┌──

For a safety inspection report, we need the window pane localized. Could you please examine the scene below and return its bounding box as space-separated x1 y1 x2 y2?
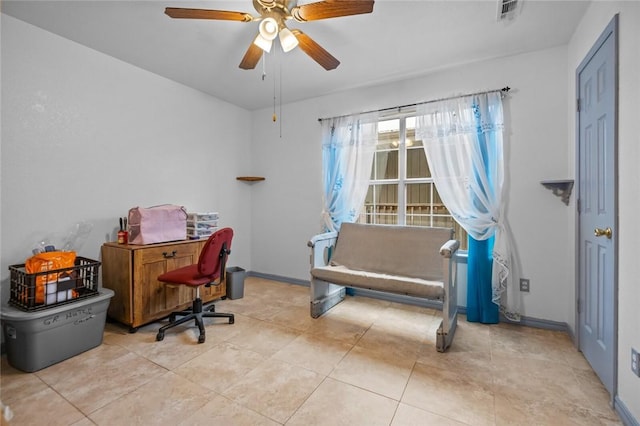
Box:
376 119 400 151
406 183 433 226
407 146 431 179
371 150 398 180
358 184 398 225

└──

◆ THE EXERCISE: Write out every line above again, including the text, but shift each box coordinate by adding 118 to it, and leave the picture out.

◆ SOLVED EXERCISE:
For a safety inspection report, we need the window pane localized. Could you please examine the scene below and return its bounding box as space-separated x1 y1 x2 y2?
Box:
494 237 518 269
524 301 551 344
525 264 549 297
489 268 516 298
476 302 516 343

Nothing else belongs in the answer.